WHAT YOU SHOULD DO:
Only a slice of the listing below is wanted. Retype the lines from the one containing "it for green" through the one containing "it for concrete", exactly, both ends included.

+++ DATA TO USE

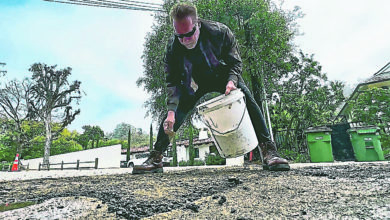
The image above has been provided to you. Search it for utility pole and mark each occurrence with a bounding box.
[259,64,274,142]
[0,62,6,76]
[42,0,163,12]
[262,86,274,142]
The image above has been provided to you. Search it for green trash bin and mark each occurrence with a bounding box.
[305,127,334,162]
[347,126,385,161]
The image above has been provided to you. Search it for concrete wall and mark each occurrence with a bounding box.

++++++
+++ DATA TO USE

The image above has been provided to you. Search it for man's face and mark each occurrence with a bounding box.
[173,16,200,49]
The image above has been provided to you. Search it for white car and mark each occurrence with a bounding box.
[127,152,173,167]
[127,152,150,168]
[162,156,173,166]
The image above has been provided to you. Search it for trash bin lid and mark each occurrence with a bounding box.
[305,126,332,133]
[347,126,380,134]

++++++

RESULT OF THIS EXERCISE:
The image above has been provided to you. Search it for green trash bin and mark each occurrence with a bounding box.
[305,127,334,162]
[347,126,385,161]
The image above has been provided to you. Search it for concrete wall and mark each occurrence with a bounding box.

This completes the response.